Outline labeling records
....................
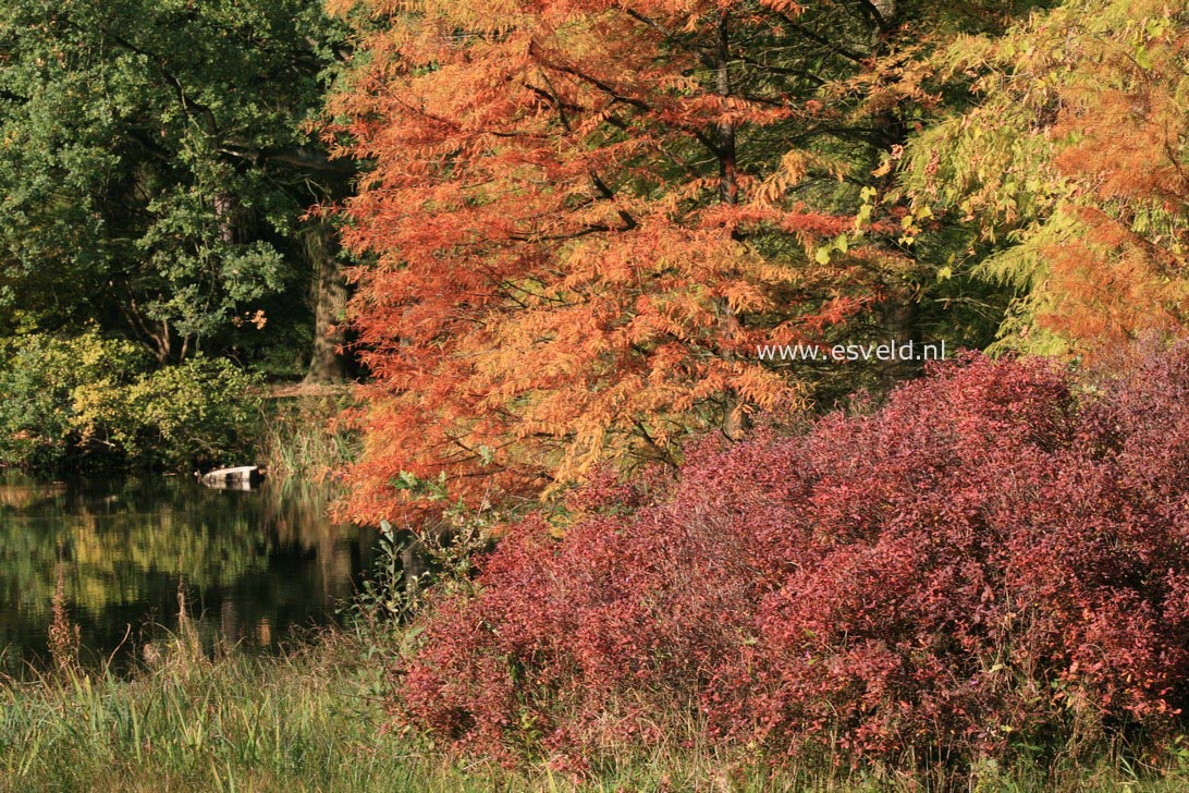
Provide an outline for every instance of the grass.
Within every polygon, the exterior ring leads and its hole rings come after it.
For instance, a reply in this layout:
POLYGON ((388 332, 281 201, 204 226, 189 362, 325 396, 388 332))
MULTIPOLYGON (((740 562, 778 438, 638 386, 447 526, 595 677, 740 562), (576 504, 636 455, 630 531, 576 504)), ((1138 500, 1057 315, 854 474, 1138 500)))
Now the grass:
....................
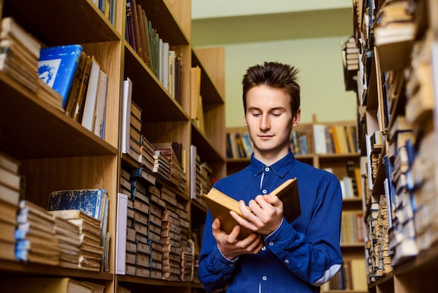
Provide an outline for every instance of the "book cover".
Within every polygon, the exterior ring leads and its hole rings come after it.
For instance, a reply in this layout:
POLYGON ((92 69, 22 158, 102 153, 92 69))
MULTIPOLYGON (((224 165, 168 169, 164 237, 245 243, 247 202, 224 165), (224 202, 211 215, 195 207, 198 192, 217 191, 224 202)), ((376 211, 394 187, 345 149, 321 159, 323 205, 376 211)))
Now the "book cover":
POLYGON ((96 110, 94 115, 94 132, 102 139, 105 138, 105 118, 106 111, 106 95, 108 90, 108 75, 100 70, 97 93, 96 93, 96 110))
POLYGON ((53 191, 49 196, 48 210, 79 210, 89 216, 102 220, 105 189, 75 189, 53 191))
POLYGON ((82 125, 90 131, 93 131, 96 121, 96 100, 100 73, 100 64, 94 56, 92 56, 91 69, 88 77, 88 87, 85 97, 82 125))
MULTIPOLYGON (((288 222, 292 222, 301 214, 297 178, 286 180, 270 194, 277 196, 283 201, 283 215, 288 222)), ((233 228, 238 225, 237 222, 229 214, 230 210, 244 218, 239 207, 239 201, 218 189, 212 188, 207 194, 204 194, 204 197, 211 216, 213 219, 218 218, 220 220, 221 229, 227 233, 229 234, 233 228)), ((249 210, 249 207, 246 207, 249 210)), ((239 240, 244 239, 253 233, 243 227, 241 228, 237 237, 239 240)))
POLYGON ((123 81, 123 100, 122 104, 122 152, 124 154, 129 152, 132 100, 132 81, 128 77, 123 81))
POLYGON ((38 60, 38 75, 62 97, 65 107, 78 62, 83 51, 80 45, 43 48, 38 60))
....................
**WORK REQUIRED**
Extract every line of the listing that contains the word "grass". Case matters.

**EXERCISE OUTPUT**
Provide an outline for every instance of the grass.
Now the grass:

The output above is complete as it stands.